HPM Guide

XML and the Preparation of Ancient Near Eastern Texts for IT and the Internet

The Basic Concept

The common transliteration, word processors and XML

Normally a wordprocessor is used to write text editions as for other manuscripts. The advantage is, that the editor is used to its functions and does not have to bother about technical details.

The disadvantage is, that the created texts not only need the proprietary wordprocessor to be read, but also that the meaning and function of text sections is not entirely clear, although they might be marked in a was, e.g by italics. At least not to a machine.

Without the wordprocessor the text might look like above on the left (think back what was there in computers 30 years ago and imagine what will be in 30 years). This can be avoided, if one only uses characters that are defined on all computer sysems of the world and can be written with simple editors.

With the simple editor there would be only tabs and paragraphs to structure a text. But XML (extensible markup language), similar to the widespread HTML of billions of websites, offers a marvellous way to markup not only the look, but also the content of a text.

But would you like to type everything in XML? With Staroffice, Openoffice, Neooffice or Libreoffice, which are based on ODF (Open Document Format), it is unnecessary to do so!

An usual transliteration contains numerous mark-ups, which are usually used ambigiously. Even headings are mostly formated by clicking the fat and the underline buttons and increasing the size of the characters, although all this could be achieved by a simple click on the Heading style.

In the example above superscript, small caps and italics are used to distinguish line no., logogram and Hittite text. But in other passages the meaning of these formats might be quite different.

(Records from a data collection)
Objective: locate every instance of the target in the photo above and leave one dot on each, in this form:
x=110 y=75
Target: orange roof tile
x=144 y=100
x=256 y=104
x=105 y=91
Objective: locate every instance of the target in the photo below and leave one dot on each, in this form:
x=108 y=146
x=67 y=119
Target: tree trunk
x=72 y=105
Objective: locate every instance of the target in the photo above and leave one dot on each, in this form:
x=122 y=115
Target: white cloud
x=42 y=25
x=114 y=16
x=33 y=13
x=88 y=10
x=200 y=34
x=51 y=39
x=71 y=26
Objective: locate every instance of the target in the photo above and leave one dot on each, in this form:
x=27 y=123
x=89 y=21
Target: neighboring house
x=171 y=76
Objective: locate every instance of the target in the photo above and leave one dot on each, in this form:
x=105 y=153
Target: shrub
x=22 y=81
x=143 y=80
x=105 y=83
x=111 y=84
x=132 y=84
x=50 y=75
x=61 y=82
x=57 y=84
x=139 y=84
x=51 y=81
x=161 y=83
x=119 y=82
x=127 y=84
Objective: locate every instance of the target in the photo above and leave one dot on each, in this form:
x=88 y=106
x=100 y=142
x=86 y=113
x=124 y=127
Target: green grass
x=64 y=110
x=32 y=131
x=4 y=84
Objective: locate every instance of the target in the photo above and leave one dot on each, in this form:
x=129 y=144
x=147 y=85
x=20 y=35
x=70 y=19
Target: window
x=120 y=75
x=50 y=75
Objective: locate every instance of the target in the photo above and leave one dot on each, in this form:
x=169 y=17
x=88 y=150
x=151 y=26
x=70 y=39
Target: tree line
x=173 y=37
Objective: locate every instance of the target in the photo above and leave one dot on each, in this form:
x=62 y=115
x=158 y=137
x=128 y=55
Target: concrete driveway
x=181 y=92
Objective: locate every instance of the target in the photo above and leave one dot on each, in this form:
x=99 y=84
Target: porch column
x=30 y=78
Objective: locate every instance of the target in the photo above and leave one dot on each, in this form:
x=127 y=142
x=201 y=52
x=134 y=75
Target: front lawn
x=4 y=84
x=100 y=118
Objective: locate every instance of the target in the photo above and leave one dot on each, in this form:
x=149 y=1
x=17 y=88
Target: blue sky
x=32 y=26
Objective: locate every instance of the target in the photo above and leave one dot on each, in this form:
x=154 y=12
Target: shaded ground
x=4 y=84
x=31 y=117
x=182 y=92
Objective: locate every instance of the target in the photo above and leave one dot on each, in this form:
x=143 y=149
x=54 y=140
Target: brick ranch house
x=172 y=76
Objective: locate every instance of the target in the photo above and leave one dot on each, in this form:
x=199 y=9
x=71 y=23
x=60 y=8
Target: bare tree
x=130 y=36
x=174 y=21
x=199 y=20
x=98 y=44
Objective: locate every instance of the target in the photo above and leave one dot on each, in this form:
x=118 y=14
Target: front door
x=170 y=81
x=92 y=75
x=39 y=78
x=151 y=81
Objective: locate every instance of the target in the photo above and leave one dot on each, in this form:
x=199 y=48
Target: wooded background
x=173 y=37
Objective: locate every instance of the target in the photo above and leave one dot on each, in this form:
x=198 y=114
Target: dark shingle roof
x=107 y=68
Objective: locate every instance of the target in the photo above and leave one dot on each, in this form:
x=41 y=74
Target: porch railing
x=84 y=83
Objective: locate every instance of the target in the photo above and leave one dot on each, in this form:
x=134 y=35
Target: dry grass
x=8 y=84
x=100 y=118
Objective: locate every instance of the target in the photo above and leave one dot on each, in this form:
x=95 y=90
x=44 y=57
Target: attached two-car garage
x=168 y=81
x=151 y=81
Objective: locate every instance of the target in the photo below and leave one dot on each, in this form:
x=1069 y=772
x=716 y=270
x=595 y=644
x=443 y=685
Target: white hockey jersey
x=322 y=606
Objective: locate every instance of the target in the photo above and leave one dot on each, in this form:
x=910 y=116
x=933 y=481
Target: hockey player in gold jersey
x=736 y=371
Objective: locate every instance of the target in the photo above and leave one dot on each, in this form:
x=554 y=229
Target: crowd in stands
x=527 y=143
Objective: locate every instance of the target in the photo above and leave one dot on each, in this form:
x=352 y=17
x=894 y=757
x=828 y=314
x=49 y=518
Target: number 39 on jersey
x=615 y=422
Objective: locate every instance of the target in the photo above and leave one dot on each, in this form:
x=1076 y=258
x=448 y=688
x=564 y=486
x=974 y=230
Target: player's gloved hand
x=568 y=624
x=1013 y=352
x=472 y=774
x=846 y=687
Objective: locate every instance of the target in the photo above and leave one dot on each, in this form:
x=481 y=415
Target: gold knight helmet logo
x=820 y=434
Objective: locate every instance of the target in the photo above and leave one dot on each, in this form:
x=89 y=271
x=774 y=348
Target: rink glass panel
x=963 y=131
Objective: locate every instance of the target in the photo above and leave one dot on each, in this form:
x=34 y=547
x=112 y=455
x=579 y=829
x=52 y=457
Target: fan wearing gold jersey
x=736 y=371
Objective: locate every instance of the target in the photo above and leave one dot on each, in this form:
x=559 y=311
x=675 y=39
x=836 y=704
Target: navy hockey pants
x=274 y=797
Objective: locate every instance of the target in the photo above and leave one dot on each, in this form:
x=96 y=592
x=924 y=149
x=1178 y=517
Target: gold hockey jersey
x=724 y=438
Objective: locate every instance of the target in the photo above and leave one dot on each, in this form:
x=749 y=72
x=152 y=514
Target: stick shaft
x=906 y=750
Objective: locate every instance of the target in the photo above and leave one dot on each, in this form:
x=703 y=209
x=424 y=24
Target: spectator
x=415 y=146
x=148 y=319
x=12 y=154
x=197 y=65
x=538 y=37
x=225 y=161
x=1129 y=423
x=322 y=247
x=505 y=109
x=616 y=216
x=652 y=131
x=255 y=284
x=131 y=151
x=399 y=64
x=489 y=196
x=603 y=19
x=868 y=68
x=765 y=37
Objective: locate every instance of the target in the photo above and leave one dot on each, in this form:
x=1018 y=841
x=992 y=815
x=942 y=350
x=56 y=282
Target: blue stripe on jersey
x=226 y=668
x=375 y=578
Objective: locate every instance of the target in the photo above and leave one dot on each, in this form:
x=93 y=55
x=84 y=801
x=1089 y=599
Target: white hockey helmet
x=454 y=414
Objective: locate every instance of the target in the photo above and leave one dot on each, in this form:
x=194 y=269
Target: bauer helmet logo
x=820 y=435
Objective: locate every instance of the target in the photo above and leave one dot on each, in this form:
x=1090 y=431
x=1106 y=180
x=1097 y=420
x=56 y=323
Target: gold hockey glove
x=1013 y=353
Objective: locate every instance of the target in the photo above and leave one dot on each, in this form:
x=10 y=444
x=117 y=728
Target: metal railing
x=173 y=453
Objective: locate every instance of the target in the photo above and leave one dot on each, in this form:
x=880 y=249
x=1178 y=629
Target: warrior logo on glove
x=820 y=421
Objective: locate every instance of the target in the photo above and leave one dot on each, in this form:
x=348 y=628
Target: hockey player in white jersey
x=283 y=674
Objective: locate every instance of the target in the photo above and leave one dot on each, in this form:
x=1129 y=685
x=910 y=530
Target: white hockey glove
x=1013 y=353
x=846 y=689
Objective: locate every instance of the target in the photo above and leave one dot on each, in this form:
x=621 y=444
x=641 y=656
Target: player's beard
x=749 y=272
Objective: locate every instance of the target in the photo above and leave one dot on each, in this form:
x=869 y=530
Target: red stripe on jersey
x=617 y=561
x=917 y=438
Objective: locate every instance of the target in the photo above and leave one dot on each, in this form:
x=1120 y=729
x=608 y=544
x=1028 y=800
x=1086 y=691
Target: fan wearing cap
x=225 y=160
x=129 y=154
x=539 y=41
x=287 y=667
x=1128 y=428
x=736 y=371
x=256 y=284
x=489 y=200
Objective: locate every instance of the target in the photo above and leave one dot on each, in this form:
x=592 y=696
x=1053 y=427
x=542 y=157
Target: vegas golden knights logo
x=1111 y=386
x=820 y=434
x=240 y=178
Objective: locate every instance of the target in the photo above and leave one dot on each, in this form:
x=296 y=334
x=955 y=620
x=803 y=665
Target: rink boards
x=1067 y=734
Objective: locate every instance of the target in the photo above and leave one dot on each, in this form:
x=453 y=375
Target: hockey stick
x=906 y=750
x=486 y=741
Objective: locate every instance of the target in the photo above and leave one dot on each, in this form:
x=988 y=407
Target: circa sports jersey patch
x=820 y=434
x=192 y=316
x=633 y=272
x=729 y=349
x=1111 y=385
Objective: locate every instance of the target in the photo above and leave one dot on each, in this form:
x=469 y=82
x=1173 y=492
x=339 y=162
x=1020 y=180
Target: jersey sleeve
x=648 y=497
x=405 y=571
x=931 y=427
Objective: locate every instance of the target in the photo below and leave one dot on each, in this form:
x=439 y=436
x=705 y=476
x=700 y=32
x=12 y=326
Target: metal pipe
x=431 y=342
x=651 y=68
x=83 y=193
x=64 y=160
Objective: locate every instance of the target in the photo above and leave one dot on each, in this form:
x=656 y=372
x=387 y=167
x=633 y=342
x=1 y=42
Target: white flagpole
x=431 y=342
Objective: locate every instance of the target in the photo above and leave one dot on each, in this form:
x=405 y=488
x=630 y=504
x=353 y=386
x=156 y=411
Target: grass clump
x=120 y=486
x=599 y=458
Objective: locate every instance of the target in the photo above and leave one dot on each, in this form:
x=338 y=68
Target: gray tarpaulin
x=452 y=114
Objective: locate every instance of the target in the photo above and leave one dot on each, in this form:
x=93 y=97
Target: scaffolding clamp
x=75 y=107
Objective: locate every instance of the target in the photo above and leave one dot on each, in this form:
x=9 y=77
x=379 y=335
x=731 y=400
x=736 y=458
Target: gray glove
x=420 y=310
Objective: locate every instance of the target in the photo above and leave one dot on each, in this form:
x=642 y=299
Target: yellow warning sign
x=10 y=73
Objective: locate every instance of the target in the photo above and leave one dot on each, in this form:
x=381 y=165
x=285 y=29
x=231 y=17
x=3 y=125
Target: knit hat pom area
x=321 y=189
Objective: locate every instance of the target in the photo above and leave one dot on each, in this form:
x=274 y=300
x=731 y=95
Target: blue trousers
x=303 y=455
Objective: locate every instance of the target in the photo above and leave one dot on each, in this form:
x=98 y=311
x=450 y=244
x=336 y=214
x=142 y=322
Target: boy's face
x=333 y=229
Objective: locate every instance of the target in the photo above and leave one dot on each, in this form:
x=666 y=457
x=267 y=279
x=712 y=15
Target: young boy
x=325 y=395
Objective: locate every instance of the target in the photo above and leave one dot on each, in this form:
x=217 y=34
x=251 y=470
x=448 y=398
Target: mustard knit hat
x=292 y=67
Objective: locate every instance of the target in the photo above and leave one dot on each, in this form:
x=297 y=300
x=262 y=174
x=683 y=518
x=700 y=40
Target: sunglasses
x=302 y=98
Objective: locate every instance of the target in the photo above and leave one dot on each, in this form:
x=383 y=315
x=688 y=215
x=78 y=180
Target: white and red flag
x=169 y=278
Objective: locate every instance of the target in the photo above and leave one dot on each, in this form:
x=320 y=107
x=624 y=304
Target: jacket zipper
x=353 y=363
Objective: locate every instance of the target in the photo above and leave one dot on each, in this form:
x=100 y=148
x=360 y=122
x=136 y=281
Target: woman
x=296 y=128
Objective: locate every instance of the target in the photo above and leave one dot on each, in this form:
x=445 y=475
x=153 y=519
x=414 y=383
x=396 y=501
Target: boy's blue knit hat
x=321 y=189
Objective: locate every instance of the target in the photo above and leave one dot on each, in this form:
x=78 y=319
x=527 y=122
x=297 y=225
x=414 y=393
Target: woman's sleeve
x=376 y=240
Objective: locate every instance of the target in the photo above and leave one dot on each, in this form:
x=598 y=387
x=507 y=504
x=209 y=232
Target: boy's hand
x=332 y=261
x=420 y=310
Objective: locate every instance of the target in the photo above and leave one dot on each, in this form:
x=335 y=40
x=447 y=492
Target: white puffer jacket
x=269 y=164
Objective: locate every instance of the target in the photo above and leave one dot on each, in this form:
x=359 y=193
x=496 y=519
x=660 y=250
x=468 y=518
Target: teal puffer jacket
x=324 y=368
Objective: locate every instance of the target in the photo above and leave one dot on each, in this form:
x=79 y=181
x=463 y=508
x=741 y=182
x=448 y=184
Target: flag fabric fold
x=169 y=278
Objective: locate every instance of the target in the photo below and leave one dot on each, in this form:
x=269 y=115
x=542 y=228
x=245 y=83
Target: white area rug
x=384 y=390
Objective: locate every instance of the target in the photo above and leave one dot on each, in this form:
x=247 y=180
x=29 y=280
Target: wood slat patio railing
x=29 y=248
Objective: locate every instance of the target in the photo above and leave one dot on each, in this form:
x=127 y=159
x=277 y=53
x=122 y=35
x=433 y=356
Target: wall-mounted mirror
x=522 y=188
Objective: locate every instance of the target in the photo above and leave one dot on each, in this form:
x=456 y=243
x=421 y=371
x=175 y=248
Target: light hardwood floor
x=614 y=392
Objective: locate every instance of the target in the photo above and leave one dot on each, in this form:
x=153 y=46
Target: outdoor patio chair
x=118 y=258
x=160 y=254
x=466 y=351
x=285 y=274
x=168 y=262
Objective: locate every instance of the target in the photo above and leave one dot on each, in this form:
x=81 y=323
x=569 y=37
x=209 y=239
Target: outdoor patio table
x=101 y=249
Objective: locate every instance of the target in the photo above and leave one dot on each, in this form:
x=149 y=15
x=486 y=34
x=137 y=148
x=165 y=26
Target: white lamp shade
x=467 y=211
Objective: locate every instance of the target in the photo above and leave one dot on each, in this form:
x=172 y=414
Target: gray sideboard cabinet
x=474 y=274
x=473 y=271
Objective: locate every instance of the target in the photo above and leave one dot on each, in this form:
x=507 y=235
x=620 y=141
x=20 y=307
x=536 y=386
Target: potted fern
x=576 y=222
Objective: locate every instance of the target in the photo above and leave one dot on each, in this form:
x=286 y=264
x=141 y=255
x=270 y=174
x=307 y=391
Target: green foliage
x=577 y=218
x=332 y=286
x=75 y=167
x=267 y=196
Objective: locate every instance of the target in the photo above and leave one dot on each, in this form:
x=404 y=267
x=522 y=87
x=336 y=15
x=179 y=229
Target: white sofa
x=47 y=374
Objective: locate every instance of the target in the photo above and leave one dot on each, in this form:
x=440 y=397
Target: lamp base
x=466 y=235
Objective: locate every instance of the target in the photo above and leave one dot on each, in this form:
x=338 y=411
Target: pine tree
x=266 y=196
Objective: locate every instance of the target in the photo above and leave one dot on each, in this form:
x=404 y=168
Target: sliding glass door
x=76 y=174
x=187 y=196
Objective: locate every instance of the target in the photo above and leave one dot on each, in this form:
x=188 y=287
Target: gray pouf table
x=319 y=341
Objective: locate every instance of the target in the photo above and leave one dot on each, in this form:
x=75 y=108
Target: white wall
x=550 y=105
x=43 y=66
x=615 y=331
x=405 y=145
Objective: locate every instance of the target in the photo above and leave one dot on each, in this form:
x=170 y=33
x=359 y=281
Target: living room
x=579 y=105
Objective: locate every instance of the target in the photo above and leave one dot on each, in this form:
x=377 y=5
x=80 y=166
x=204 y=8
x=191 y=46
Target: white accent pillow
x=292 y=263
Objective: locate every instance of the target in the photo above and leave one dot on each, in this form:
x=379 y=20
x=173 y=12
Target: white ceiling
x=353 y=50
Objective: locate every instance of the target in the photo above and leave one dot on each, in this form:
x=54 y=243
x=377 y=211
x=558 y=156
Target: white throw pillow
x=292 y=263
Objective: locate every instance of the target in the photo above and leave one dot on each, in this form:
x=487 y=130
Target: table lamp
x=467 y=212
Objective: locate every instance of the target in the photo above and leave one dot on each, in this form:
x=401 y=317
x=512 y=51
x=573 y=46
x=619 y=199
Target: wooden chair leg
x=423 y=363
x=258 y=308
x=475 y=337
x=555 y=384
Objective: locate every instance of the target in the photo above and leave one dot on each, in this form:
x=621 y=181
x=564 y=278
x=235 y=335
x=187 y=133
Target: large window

### Task instructions
According to the guide on XML and ancient Near Eastern texts, which three formats does the example transliteration use to distinguish line numbers, logograms, and Hittite text?

### Written solution
Superscript, small caps, and italics.